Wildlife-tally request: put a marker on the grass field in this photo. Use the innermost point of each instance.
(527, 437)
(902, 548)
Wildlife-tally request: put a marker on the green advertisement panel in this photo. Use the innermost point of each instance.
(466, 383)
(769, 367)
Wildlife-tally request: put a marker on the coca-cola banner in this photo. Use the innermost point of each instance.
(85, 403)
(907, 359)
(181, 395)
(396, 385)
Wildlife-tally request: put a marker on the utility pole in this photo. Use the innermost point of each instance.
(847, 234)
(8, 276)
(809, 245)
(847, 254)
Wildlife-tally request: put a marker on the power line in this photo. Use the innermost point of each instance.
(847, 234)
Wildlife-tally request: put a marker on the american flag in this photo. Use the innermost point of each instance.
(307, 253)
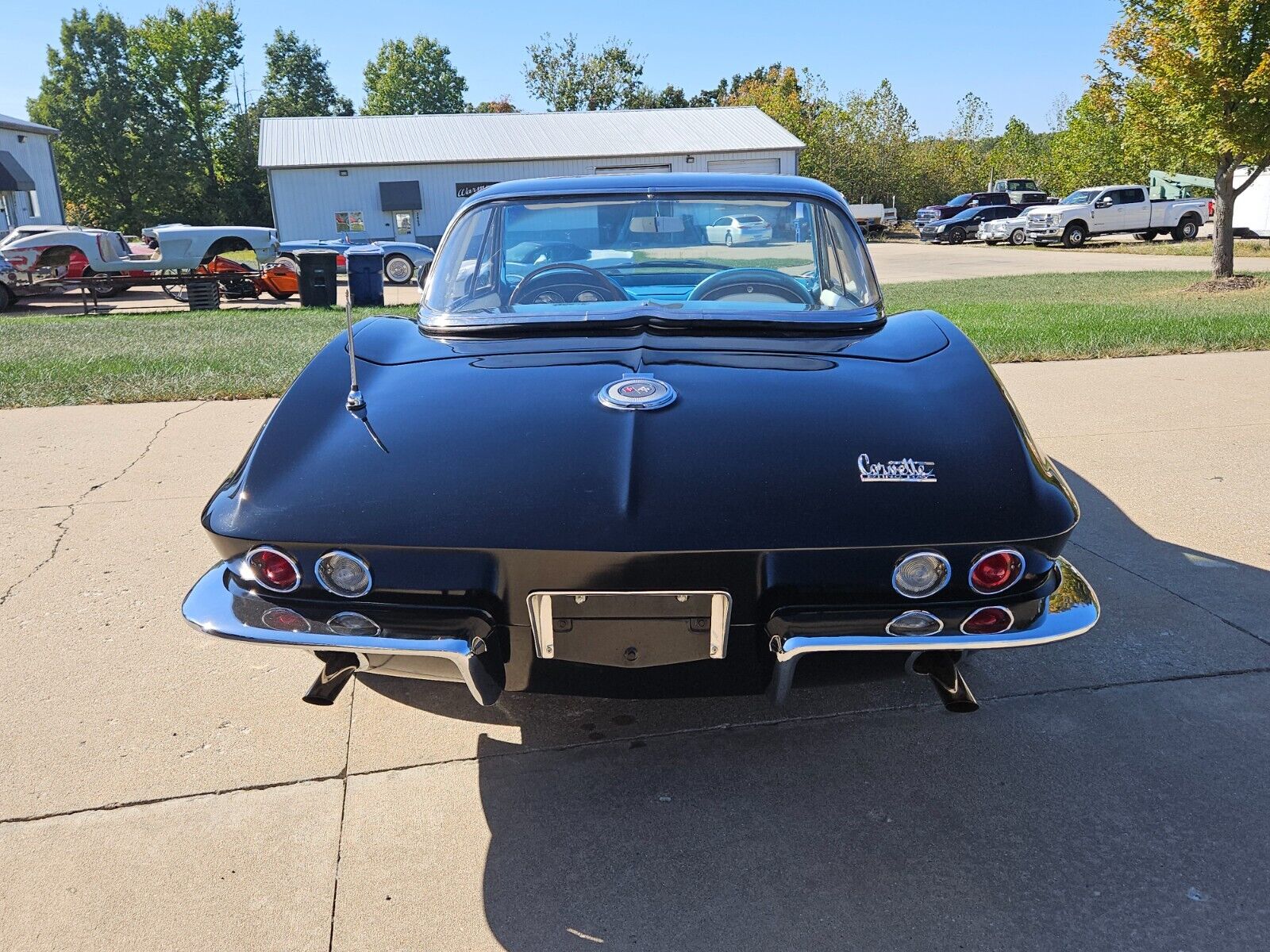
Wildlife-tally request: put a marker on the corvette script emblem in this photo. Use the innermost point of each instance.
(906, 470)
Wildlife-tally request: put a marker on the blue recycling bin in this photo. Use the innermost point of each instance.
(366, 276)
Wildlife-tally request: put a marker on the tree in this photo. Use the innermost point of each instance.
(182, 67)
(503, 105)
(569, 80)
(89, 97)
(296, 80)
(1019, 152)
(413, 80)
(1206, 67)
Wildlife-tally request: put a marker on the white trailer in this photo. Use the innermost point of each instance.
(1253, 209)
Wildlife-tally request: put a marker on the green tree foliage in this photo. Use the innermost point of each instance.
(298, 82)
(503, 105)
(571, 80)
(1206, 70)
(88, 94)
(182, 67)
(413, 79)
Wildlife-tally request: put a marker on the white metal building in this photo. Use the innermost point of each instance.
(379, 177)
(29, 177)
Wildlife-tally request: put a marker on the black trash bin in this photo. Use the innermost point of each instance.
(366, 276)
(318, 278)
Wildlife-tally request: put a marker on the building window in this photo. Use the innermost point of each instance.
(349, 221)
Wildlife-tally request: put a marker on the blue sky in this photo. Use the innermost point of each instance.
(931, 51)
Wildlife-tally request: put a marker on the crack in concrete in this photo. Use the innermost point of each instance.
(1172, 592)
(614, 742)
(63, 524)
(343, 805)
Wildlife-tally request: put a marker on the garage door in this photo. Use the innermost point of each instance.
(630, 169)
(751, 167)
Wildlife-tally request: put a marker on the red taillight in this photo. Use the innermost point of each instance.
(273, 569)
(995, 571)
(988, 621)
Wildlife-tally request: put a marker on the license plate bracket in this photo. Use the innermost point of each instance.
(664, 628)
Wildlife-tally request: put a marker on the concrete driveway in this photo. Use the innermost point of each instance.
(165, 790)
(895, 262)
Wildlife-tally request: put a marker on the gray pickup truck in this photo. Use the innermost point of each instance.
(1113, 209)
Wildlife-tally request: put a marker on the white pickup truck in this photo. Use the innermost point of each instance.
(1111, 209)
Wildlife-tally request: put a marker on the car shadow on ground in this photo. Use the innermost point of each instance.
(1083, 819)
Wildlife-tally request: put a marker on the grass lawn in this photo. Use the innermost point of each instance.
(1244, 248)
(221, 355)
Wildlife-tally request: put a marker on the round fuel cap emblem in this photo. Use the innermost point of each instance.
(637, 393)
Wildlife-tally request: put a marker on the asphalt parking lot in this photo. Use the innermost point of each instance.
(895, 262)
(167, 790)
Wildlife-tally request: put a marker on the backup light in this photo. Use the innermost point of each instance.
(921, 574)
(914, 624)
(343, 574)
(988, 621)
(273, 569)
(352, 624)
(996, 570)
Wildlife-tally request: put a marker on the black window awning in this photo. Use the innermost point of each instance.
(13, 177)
::::
Reproduce exactly the lines from the one with "Wildlife-tally request: put a marker on the white pickup" through the end of the entries above, both ends included.

Answer to the exercise:
Wildlife-tally request: put a marker on the white pickup truck in this photo. Use the innermost point of each instance.
(1111, 209)
Wildlife-tally request: put a marker on the car shadow on ground in this photo. Use the innermost point of each instance.
(1083, 819)
Wildlife-tally request: put a marker on the grass lawn in this photo. Use the innermost point of each instance.
(1244, 248)
(221, 355)
Wildlife-tally request: put a marker on the round fuel cap emblem in this photo. Use the innermost point of each instance.
(637, 393)
Wildlife-tally request: put a marker on the asphalt parking lot in this photo. Use the innermost point of each instance.
(895, 262)
(167, 790)
Wildlife-tally request: put a marker on the backup light in this photo. Use the innermost point of each instance.
(921, 574)
(914, 624)
(343, 574)
(988, 621)
(273, 569)
(352, 624)
(996, 570)
Wildlife-tally request: put a marker on the black window awning in this photo. Use the innermost point of each instance.
(13, 177)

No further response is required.